#### [Dataset excerpts]
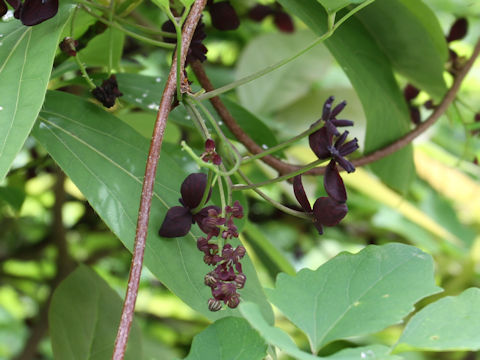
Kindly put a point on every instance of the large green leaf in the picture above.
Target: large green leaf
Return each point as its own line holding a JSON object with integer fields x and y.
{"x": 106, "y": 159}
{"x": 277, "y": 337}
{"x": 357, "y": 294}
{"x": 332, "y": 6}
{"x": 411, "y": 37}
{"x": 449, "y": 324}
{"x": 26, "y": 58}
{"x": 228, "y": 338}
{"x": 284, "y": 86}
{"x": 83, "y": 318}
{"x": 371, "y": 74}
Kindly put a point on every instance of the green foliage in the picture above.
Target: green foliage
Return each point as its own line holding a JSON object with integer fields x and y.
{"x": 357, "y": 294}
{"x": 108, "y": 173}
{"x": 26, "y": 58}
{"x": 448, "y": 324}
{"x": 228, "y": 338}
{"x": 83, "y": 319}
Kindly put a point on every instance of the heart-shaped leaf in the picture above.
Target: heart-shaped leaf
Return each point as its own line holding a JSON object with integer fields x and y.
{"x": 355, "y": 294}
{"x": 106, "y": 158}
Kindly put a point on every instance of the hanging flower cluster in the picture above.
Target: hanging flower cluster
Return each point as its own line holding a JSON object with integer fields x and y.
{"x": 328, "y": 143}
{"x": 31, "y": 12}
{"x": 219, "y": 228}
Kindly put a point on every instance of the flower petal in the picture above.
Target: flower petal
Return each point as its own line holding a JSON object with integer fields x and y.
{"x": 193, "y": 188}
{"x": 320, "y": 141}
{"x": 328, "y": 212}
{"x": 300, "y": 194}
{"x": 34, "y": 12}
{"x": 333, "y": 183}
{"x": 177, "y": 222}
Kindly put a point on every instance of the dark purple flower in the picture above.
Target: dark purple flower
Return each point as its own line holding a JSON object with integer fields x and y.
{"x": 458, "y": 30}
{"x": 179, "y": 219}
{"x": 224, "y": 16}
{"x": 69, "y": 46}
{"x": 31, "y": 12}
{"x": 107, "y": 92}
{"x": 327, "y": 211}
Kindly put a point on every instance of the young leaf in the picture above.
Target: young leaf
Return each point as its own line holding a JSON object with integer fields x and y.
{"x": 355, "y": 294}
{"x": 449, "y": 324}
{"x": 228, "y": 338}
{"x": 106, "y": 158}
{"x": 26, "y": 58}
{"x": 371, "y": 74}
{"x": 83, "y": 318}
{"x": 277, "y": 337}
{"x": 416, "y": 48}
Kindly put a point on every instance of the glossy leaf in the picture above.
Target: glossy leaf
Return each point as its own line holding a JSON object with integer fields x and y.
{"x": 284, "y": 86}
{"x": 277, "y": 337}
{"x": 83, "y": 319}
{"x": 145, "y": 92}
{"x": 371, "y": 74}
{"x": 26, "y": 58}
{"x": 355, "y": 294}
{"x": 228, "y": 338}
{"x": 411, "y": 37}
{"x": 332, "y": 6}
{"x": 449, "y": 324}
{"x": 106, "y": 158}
==
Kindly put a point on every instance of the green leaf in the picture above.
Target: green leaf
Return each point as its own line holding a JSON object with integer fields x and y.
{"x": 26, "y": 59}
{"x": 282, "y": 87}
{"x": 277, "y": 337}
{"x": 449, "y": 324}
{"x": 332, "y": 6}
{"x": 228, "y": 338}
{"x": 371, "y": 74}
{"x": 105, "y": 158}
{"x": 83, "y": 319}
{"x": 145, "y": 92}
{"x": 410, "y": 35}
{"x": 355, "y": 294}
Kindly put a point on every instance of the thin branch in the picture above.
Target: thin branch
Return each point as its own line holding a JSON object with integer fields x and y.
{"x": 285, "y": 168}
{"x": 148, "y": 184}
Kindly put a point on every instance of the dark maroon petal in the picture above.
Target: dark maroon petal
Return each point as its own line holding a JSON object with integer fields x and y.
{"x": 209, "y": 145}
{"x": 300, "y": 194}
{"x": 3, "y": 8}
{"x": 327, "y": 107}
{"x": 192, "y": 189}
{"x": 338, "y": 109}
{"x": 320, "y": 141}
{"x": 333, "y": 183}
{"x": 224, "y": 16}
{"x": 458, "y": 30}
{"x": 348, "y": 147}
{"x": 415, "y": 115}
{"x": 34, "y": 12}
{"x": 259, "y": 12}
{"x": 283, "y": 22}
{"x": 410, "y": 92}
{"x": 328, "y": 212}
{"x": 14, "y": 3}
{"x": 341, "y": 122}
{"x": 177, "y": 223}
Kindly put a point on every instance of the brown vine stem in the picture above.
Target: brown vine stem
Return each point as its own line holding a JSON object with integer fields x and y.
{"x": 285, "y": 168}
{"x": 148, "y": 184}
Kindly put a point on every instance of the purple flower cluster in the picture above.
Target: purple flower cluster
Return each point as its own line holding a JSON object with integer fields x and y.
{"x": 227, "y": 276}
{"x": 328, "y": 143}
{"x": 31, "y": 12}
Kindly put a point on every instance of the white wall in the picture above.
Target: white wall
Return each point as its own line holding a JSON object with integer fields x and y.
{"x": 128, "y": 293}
* * *
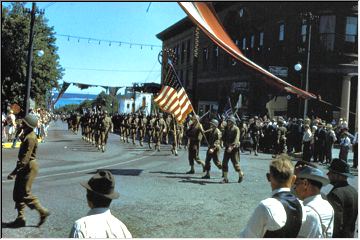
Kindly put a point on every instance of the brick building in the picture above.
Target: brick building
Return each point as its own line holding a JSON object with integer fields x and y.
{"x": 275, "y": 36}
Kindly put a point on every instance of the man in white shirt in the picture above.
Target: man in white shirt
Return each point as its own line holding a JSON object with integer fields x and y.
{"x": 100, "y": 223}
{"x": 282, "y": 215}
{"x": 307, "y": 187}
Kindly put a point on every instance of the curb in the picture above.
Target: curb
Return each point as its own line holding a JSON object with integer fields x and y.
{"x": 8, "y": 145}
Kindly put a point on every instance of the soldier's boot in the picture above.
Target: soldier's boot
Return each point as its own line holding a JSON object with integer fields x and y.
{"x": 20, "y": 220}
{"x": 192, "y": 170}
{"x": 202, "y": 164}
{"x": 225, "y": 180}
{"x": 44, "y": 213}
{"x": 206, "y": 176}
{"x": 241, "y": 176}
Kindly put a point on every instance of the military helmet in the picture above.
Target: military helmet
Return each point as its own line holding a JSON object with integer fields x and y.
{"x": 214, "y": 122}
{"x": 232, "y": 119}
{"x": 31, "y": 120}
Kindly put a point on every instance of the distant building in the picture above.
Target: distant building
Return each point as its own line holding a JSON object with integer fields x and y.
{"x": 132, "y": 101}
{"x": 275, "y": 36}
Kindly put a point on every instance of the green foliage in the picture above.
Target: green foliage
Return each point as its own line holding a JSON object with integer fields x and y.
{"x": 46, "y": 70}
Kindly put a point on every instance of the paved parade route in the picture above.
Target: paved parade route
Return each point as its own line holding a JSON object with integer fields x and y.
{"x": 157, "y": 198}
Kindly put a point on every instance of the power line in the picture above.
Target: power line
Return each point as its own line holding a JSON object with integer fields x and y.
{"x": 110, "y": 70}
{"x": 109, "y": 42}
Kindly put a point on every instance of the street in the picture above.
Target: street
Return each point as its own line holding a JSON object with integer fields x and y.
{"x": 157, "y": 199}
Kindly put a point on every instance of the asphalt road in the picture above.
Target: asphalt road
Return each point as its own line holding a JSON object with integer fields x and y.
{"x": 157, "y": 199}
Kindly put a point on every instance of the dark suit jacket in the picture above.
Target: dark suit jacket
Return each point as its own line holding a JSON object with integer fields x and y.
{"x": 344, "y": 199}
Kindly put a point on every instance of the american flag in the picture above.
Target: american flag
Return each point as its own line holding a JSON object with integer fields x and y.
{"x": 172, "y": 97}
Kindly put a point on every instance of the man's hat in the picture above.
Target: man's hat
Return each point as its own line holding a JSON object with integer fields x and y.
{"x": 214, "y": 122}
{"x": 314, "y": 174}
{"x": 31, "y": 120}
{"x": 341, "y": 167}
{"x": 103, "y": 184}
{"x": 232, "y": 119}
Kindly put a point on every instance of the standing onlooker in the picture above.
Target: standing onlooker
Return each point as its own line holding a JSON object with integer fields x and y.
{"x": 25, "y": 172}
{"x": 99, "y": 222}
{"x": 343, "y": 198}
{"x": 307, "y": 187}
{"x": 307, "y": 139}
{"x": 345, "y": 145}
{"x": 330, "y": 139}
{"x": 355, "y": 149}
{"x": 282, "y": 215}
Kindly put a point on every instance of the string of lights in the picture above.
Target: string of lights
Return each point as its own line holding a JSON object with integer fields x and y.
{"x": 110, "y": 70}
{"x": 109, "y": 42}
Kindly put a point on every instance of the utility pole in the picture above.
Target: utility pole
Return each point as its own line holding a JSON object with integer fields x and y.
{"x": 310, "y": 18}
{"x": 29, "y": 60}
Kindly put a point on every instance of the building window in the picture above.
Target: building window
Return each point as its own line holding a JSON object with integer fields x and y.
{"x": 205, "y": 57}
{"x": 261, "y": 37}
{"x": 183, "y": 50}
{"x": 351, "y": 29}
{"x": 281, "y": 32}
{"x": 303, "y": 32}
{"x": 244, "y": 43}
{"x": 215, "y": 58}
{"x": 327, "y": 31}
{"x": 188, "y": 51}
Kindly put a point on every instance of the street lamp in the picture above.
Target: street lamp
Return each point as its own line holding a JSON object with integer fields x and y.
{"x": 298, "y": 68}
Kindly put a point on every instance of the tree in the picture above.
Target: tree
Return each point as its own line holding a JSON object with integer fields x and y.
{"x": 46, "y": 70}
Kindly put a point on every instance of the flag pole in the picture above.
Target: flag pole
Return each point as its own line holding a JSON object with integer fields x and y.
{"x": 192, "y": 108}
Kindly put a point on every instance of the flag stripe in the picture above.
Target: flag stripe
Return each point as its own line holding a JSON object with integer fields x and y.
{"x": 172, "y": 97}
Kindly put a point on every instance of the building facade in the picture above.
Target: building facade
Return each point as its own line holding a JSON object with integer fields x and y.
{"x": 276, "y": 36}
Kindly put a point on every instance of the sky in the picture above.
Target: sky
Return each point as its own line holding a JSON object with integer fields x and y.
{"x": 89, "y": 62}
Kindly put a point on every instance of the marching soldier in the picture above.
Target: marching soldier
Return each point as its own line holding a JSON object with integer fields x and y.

#### [EXERCISE DESCRIPTION]
Using only the entries above, output the line with "Kindly put a point on every instance of the large", the line with "Kindly put a point on every instance of the dark purple", and all lines between them, exactly as they stand.

#### [WRITTEN ANSWER]
Kindly put a point on every instance of the large green leaf in the picture above.
Target: large green leaf
Return each point as its own line holding a JSON object with integer fields x and y.
{"x": 106, "y": 159}
{"x": 277, "y": 337}
{"x": 357, "y": 294}
{"x": 332, "y": 6}
{"x": 411, "y": 37}
{"x": 449, "y": 324}
{"x": 26, "y": 58}
{"x": 228, "y": 338}
{"x": 284, "y": 86}
{"x": 83, "y": 318}
{"x": 371, "y": 74}
Kindly put a point on every instance of the green foliage in the picture above.
Target: green foliage
Return each point as its own line holding a JSON object with integer fields x and y.
{"x": 357, "y": 294}
{"x": 108, "y": 173}
{"x": 26, "y": 58}
{"x": 448, "y": 324}
{"x": 228, "y": 338}
{"x": 83, "y": 319}
Kindly put a point on every instance of the heart-shaped leaf in the picture above.
Target: heart-shaped leaf
Return each point as its own line holding a JSON object with integer fields x and y.
{"x": 355, "y": 294}
{"x": 106, "y": 158}
Kindly put a point on every instance of the hanging flower cluster in the picture above.
Target: hanging flower cluster
Return each point as its own line holding a JSON object with integer fields x and y.
{"x": 328, "y": 143}
{"x": 31, "y": 12}
{"x": 219, "y": 228}
Kindly put a point on every instance of the flower petal in the picture above.
Target: flower petal
Return each point as its own line holding a JSON object with integer fields x and y.
{"x": 193, "y": 188}
{"x": 320, "y": 141}
{"x": 328, "y": 212}
{"x": 300, "y": 194}
{"x": 34, "y": 12}
{"x": 333, "y": 183}
{"x": 177, "y": 222}
Kindly put a point on every instance of the dark purple flower in the picture above.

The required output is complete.